What to work on:
Turn the data below into a JSON list of strings, with one string for each line and no blank lines.
=== Record set ===
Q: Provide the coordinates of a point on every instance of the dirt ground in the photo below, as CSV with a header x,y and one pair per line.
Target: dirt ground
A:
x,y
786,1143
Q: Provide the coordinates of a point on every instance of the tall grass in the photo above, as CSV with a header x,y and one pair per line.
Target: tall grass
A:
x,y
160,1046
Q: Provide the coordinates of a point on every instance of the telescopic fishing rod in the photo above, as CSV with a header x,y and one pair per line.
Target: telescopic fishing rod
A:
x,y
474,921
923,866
===
Output for this task:
[
  "Q: Provide the coordinates of a point on every instance of the dirt ground in the photo below, as CSV with a header x,y and one pair per line.",
  "Target: dirt ground",
  "A:",
  "x,y",
  "786,1143",
  "Q: Provide the coordinates of a point on every instance of the tall grass in the photo above, as CSV with a header x,y and one pair per line.",
  "Target: tall grass",
  "A:",
  "x,y",
  "160,1046",
  "Q: Provide the coordinates of a point on every instance of the telescopic fishing rod in the photo above, as CSV with a header x,y and one pair per line.",
  "Target: telescopic fishing rod",
  "A:",
  "x,y",
  "474,921",
  "923,866"
]